-- start --
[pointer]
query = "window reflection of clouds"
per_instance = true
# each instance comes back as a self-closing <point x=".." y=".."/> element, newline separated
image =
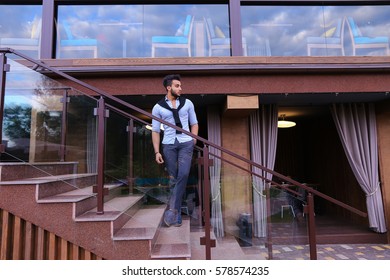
<point x="144" y="21"/>
<point x="287" y="27"/>
<point x="17" y="26"/>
-- end --
(Task goal)
Quote the rows above word for word, leaving out the picture.

(Reply to the task)
[pointer]
query = "window reflection of clouds"
per_instance = true
# each instance comes back as a self-closing <point x=".." y=".."/> element, newline separated
image =
<point x="144" y="21"/>
<point x="287" y="27"/>
<point x="17" y="26"/>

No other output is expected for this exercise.